* [Exercise objective] Filter the records below and copy each line that contains the word "blurred". Treat the match as case-sensitive.

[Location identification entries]
+--
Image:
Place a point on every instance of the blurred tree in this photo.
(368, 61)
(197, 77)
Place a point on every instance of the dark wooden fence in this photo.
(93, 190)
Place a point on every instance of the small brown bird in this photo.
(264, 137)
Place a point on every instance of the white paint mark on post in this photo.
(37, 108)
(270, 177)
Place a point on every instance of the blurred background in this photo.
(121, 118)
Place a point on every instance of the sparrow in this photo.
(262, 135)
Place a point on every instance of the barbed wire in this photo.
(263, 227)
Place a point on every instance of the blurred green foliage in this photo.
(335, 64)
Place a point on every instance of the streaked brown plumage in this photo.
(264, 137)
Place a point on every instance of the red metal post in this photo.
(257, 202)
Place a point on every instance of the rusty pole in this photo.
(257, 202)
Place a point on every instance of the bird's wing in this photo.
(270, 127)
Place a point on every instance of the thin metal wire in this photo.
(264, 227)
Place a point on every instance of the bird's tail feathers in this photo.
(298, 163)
+--
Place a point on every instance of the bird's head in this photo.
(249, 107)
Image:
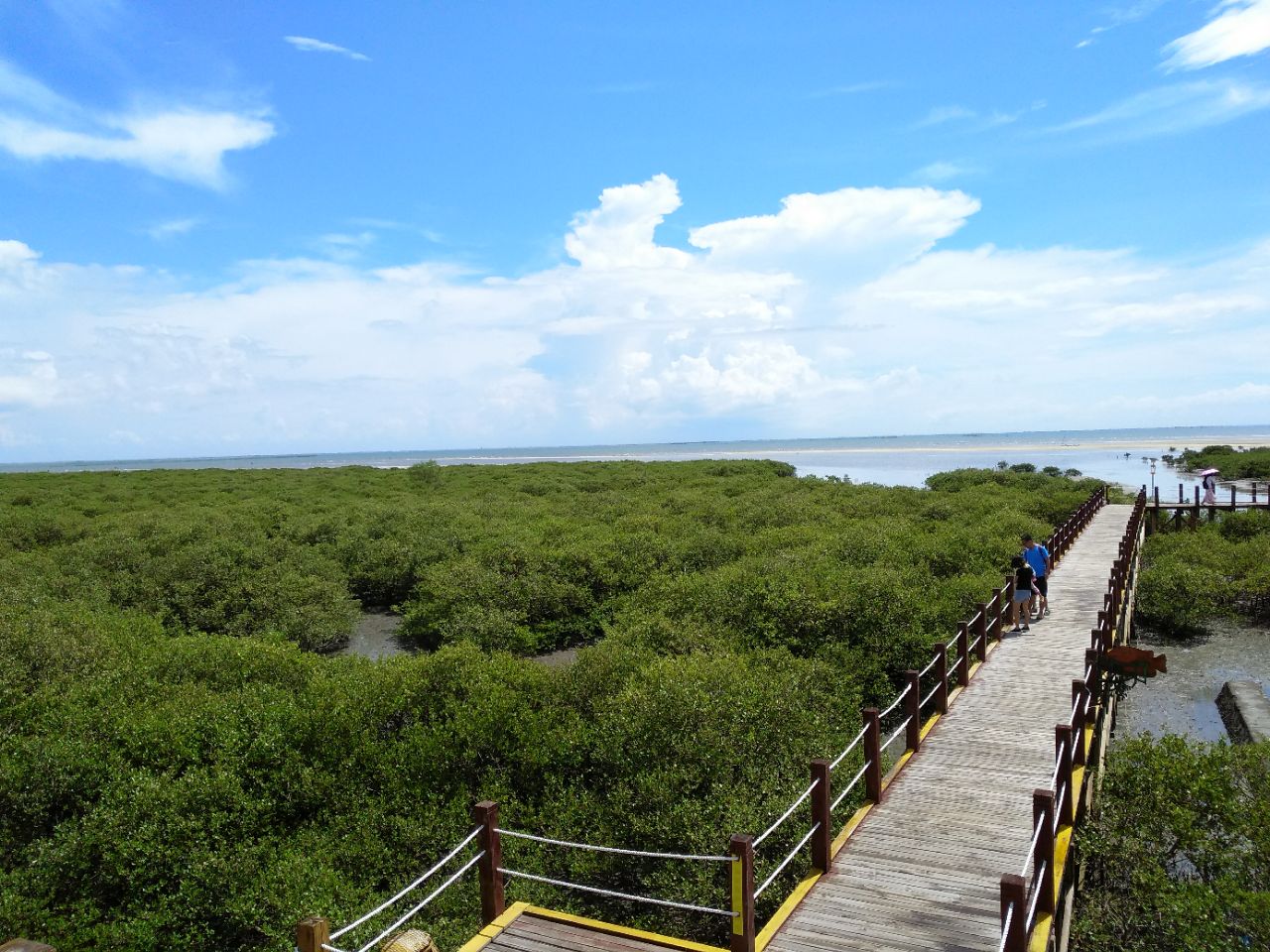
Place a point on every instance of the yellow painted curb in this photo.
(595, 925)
+--
* [Solved problem]
Place a point on every instance of the blurred tree in this photo.
Place a point on every instance of the blurred background in this photo.
Place a point on every instance of the blurred green foliage in this photo.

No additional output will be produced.